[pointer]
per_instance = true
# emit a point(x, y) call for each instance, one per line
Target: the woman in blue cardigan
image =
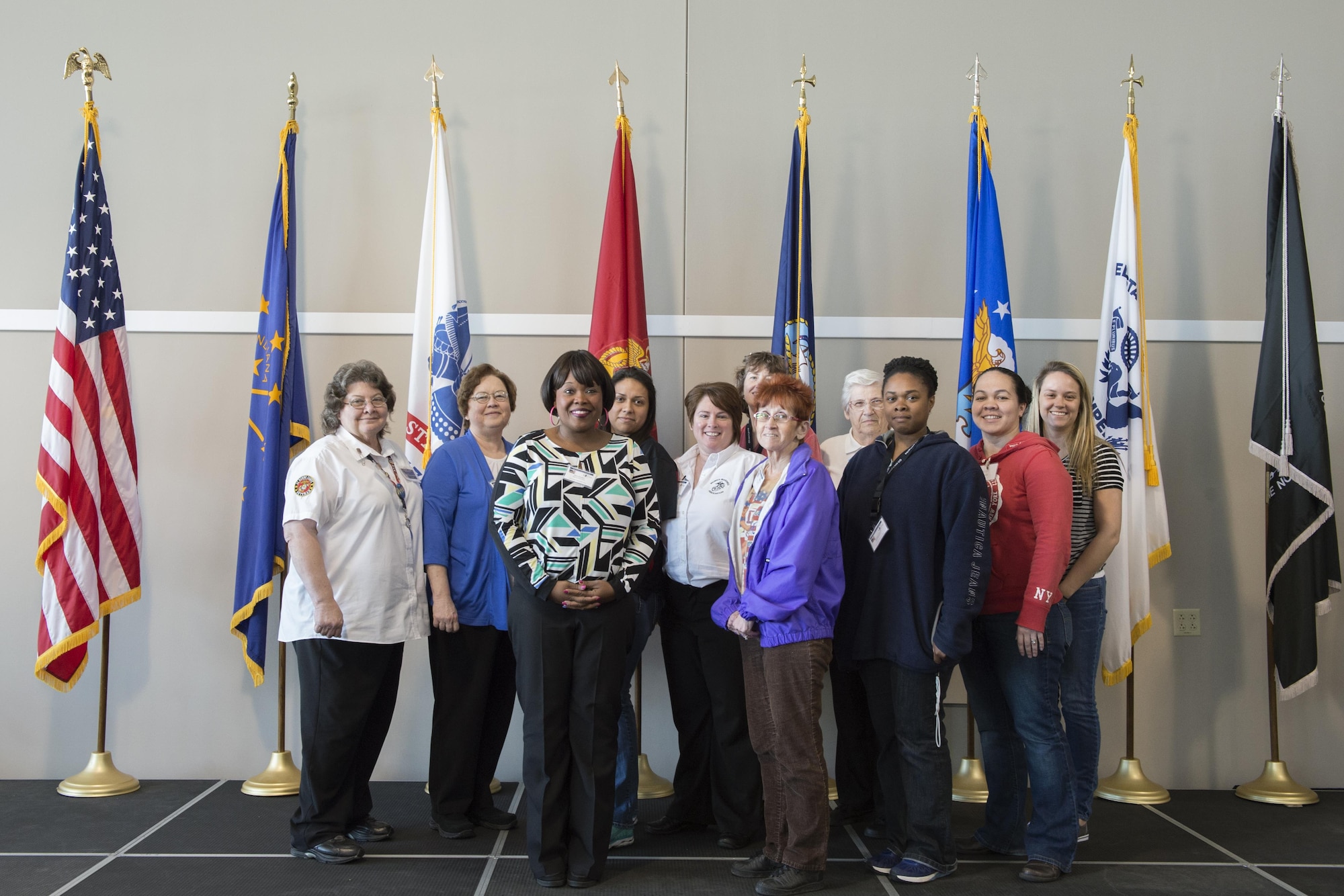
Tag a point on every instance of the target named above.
************
**DIRECTIONS FOR THIS TASK:** Start with the line that holds "Target: the woman in blue cardigan" and retype each line through the last one in the data, exactly and without pictures.

**TASK ANSWER:**
Target: the woman in blue cardigan
image =
Tag a point on every instance of the target named above.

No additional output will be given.